- _Materials provided_
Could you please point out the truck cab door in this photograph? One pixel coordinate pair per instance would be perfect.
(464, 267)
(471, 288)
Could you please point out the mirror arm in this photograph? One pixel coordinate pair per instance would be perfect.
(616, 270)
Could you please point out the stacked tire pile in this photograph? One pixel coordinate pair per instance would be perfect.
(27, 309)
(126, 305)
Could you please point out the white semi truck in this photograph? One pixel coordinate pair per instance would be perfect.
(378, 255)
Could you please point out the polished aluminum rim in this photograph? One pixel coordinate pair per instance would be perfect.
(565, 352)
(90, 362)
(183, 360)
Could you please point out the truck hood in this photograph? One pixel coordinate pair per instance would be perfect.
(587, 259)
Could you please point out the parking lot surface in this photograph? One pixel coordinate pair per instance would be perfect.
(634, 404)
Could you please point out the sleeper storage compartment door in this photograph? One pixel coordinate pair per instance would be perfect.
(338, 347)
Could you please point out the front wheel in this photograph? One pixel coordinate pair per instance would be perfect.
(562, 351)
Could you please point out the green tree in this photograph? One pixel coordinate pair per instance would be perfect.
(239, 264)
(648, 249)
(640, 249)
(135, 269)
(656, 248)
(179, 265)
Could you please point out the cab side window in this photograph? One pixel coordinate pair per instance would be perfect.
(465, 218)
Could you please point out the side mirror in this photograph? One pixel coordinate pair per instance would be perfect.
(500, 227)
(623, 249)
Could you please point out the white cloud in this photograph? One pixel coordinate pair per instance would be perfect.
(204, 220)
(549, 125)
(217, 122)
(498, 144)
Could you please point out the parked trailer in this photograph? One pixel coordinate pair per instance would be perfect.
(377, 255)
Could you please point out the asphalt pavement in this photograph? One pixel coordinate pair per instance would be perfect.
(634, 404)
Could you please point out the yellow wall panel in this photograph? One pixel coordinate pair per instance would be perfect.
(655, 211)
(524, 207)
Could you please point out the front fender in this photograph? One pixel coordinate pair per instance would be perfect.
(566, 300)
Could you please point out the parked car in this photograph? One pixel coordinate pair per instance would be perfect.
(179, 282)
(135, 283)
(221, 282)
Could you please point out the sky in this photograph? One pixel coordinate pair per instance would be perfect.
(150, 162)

- _Work required_
Please repeat the material above, word for word and in full.

- _Solution to this problem_
Could you please point out the truck cab door in this photograph? One pixel coordinate pair per instance would be perfect.
(464, 267)
(471, 288)
Could you please point out the mirror arm in this photograph? One pixel coordinate pair per instance would be perfect.
(616, 270)
Could you please point out the stacked tire pile in this photograph? One pixel coordinate pair per instance would be perfect.
(27, 309)
(126, 305)
Could you please point out the white semi truck in this photograph? One pixel coordinate pair per instance would be perfect.
(378, 255)
Could you please point out the polished aluminum rim in this photograph? One pixel coordinate pair per instance would be perfect.
(565, 352)
(90, 362)
(183, 360)
Could you please point out the truck hood in this photograph? One pixel coordinate pair per instance would be perfect.
(587, 259)
Could you please point out the parking lot surface in this photograph? One pixel coordinate pair per instance would be perfect.
(634, 404)
Could you please point out the sleeper storage compartment door in this photograph? One pixel coordinate pair per instance would be perfect.
(338, 347)
Could you please point out the front wheel in this photograph? One pixel coordinate pair per instance would be perfect.
(562, 351)
Could you please point out the green tree in this photograph? One pixel coordinate pair per instance would be perfect.
(239, 264)
(648, 249)
(640, 249)
(135, 269)
(656, 248)
(179, 265)
Could you please point out the cab side window in this photograph? One pixel coordinate pair per instance would be perfect.
(465, 218)
Could you please point out the side mirror in this photograph? One pixel coordinate pair per instance would be perfect.
(500, 227)
(623, 249)
Could you please point out the white cloud in this photograph? One pixel coordinate pair per instance would be perfect.
(204, 220)
(549, 125)
(217, 122)
(498, 144)
Could you please point out the parked trailer in this photograph? One pixel coordinate pair per instance would be perfect.
(377, 255)
Could you please point out the asphalt pavement in this photograph? One pixel coordinate pair per instance would be perfect.
(634, 404)
Could you please point out the yellow wall panel in this photograph? One pixel coordinate pair per instance would be perfect.
(655, 211)
(524, 207)
Could you please point out the front fender in this photograph? One pixel coordinate pair per instance would be perfect.
(566, 300)
Could you please point out the parked car in this photograph? One pixel coordinate pair per instance would be perfect.
(179, 282)
(135, 283)
(221, 282)
Could you please point out the sky in this photograph? One pixel coordinate pair per instance would be perfect.
(150, 162)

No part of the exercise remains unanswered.